- **WORK TASK**
The passage below concerns genome-wide association studies. List every type of genetic variation that it says newer technologies may come to cover.

- **DOCUMENT EXTRACT**

#####

Another interesting aspect of some of last year's GWA studies was that they were case-control studies of lung cancer, yet implicated a gene cluster of nicotinic receptors that showed association with smoking amount and nicotine dependence. Now, in 2009 a study of COPD cases and controls identified the chromosome 15 nicotinic receptor gene region as being associated with COPD (Citation[8]). However, the study also found gene associations independent of smoking on chromosome 4, which were found in another study of lung function parameters (Citation[8], Citation[9]). The latter may eventually help to understand why some smokers have poorer lung function than others.

It is obvious that both better designed and larger studies with various, clearly defined phenotypes are needed to progress in identifying more of the genes responsible. Larger studies are in fact underway, and we can expect new gene findings over the next year or two. The technologies used to identify genetic variants for GWA studies also will develop to cover more of the genetic variation in the genome that is currently not assessed by the current gene chips. Such variation may include copy number variants, rarer alleles with greater genetic risks associated to them, as well as various epigenetic effects.

#####

- **MATERIAL SHOWN**
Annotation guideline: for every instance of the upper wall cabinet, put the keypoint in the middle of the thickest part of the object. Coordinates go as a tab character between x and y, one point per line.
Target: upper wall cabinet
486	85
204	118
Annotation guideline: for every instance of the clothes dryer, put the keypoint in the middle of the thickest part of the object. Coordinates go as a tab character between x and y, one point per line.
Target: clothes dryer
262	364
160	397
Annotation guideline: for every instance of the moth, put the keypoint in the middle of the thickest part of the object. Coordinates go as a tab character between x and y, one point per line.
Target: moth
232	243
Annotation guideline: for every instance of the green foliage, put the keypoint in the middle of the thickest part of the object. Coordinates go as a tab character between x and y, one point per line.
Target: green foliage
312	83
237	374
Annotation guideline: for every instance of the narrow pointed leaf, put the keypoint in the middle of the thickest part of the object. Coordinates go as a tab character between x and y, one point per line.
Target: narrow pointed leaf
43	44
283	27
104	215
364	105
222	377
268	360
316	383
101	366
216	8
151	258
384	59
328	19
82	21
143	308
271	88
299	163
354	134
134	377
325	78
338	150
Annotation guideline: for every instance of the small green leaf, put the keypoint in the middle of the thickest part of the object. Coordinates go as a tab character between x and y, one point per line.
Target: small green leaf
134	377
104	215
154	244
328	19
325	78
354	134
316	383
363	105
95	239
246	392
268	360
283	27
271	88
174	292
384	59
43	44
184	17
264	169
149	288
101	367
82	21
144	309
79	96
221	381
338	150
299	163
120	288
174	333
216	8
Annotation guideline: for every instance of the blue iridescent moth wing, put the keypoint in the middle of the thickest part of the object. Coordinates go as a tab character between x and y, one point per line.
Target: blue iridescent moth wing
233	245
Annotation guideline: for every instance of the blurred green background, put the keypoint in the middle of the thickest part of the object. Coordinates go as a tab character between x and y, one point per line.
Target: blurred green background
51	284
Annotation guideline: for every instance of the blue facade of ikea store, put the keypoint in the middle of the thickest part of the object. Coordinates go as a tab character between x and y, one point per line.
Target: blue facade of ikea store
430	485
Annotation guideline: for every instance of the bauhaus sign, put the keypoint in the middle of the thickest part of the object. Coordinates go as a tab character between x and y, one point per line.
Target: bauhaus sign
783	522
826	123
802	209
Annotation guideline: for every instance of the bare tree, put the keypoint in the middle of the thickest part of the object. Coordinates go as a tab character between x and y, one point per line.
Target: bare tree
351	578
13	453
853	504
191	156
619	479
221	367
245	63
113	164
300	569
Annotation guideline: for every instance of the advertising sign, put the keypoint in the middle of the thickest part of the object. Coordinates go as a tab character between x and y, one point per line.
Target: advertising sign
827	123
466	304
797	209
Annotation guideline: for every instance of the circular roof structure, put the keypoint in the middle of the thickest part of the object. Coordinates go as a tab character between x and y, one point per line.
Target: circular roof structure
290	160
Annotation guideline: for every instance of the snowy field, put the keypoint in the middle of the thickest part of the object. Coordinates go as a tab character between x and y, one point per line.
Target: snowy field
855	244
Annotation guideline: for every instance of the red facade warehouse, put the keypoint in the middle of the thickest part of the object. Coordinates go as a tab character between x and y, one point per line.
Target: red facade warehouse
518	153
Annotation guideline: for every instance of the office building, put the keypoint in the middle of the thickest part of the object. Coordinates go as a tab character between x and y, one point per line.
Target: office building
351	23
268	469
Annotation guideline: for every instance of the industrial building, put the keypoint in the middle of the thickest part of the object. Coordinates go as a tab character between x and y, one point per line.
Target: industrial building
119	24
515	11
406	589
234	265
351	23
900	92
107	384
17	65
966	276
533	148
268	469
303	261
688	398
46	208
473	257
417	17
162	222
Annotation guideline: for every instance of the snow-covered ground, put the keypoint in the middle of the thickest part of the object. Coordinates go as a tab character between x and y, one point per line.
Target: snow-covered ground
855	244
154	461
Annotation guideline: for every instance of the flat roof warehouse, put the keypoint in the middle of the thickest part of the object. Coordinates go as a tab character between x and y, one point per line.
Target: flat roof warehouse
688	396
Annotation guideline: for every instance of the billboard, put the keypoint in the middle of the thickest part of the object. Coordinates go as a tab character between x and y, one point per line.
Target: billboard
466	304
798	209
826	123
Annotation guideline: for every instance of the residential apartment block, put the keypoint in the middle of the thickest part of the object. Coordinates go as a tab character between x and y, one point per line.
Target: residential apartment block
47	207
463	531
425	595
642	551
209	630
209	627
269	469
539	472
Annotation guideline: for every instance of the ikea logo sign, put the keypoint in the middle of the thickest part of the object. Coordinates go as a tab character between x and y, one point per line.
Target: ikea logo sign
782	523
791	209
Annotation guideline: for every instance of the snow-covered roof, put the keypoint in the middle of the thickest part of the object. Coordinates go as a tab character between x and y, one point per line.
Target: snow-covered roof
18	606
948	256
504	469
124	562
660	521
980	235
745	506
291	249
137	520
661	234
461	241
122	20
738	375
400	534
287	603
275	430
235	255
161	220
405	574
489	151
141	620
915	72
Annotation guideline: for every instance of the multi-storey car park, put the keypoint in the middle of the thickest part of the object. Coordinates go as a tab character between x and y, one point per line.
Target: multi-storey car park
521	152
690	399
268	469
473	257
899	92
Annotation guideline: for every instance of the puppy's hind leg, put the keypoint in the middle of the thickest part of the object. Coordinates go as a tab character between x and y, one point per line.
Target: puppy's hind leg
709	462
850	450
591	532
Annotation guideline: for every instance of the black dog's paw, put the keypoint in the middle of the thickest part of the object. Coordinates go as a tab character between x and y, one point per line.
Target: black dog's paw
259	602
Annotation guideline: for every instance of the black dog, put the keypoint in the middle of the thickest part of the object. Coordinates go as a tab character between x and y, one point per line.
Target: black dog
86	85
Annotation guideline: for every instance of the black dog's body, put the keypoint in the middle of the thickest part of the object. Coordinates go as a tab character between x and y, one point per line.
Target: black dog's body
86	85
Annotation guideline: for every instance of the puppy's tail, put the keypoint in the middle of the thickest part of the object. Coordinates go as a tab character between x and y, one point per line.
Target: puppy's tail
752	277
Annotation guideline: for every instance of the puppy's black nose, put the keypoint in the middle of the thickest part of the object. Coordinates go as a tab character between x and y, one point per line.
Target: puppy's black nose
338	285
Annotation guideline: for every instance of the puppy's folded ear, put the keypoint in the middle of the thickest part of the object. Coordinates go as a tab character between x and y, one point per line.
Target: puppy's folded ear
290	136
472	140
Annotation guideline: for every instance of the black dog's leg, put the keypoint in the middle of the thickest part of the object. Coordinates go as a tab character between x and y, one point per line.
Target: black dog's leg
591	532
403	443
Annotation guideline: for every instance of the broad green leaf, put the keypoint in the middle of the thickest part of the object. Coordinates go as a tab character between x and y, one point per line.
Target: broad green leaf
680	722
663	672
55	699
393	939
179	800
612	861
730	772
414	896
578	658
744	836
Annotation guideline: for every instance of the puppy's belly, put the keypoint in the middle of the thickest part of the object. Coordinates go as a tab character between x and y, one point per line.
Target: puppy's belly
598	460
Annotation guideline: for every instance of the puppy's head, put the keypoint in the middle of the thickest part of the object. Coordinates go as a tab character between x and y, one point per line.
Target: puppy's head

#####

- **WRITTEN ANSWER**
- Copy number variants
- Rarer alleles with greater genetic risks associated to them
- Various epigenetic effects